ASSIGNMENT => Continue the Twanglish lesson on "Old Timer's" below, picking up right after its final sentence.

DOCUMENT SECTION =>
────────

Twanglish Lesson: Old Timer’s

Twanglish Lessons is your semi-unregularly posted guide to mastering the finer points of the Official Language of the South. Remember: it’s not English; it’s Twanglish.

Twanglish Lessons is back! And we’ll forgive you for thinking we’d forgotten about your need for regular Twanglish installments. You probably assumed we’d just come down with a case of today’s Twanglish Lesson…

Old Timer’s -noun  1. A progressive brain disease, most often afflicting the elderly, affecting memory, thought processes and behavior.

Run up to the Walmarts and pick up yer Grandeddy. His Old Timer’s has done kicked in.

Recently, we’ve been dealing with some symptoms of dementia in my mother-in-law. I’ve lost track of how many times we’ve been asked if it’s “the old-timer’s.” When my great-grandfather was suffering from Alzheimer’s, the phrase was used on what seemed to be a daily basis in my family.

We Southerners have a way of half-swallowing our drawled words anyhow, so it’s no surprise that someone — or more likely, many someones — misheard the German name Alzheimer and interpreted it as such. It makes sense. Who is typically affected by the disease, anyhow.

The funny thing is, I rarely hear Southerners referring to the elderly as “old timers.” If I’m reading the etymology correctly, the first recorded use of the phrase was in 1860 in the Chicago Tribune.

────────

INFORMATION PROVIDED =>
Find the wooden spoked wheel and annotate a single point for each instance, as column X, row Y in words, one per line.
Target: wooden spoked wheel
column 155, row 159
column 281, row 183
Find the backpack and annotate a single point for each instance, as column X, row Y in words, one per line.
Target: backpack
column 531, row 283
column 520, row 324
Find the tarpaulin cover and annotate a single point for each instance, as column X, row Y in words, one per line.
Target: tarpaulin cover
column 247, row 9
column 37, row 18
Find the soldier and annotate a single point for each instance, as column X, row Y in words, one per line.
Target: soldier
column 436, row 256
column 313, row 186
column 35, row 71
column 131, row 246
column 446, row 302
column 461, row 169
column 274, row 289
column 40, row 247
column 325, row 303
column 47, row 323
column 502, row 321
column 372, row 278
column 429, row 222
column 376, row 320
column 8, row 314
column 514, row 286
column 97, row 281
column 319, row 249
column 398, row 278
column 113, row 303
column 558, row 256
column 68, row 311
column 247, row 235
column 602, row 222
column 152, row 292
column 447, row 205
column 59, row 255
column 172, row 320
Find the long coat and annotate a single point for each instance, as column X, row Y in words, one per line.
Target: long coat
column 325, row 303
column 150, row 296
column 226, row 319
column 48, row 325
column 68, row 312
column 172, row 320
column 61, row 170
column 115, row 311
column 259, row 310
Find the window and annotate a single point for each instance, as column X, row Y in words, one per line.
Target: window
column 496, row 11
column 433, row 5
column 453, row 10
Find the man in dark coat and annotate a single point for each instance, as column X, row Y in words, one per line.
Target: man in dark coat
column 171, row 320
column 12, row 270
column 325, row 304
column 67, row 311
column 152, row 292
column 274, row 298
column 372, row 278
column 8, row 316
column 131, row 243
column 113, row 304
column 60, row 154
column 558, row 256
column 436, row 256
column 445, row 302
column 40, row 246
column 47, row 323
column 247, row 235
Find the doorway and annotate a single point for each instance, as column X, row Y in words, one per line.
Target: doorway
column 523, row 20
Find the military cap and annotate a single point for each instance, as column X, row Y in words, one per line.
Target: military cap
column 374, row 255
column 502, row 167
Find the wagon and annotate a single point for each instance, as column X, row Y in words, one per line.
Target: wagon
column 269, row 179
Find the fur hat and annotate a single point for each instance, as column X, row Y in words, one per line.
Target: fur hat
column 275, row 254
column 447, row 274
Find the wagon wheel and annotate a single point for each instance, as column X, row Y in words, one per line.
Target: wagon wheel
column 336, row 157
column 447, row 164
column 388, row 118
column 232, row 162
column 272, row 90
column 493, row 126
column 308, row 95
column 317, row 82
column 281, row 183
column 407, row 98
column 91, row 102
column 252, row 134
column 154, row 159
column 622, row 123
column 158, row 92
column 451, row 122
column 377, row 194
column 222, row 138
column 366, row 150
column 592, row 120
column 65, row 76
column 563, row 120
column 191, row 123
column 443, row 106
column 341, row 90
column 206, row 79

────────

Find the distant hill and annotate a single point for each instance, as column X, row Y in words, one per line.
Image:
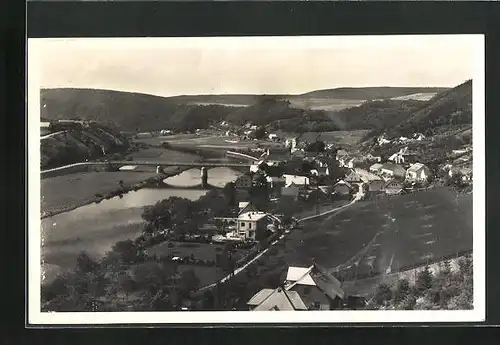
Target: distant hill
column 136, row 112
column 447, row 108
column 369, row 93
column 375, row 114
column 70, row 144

────────

RESULT OF THIS EXERCISE =>
So this Twanglish phrase is a twist on a Northern term as a misunderstanding of a German name.

5 Responses to “Twanglish Lesson: Old Timer’s”

  1. LOL. My mother-in-law calls it all-hammers. Guess as long as it sounds similar, we just accept it!

  2. And my husband says he has – “some timers”! Happy to see y’all back! K

  3. We’re glad to be back. Sharing our sophisticated cornpone with the world helps keep us sane!

  4. As southerners, we always know what we mean. No need for explanations. Why does the rest of the country feel the need to correct?

    • We’re just doing our little part to educate the unenlightened masses north of the Mason-Dixon. Rich culture is like rich food to them: it turns their stomach, makes them uneasy and eventually wins them over to our way of seeing things.